The answer should be an exact copy of the lines from the one with "Where can you spot the backpack" through the end of the listing below, with no other lines.

━━━━━━━━━━━━━━━━━━━━

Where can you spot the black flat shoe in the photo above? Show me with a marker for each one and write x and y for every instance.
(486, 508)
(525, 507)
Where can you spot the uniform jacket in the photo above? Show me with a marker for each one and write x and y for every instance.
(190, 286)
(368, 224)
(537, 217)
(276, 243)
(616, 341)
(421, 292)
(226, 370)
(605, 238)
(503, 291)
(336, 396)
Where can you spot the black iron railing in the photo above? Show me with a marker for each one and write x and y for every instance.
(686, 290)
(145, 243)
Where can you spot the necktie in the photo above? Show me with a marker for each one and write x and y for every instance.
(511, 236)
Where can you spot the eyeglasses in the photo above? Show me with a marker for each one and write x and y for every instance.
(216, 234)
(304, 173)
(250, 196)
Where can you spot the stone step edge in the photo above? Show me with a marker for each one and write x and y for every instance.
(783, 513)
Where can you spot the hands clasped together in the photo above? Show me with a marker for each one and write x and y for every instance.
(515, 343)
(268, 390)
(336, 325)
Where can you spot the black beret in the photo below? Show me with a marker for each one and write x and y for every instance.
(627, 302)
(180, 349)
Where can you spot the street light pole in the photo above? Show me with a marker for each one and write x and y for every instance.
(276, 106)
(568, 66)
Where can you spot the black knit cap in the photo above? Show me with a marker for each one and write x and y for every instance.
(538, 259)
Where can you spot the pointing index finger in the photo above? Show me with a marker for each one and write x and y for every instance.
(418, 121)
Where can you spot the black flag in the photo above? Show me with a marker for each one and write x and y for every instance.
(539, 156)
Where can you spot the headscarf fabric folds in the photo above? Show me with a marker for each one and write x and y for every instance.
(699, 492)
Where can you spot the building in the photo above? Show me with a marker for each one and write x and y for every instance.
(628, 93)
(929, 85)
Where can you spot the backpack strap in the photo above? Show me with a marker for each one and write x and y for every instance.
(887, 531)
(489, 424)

━━━━━━━━━━━━━━━━━━━━

Exercise solution =
Where can you spot the backpack strap in the photo above? Show me with a marker for each one and write x and y for every instance.
(887, 531)
(489, 424)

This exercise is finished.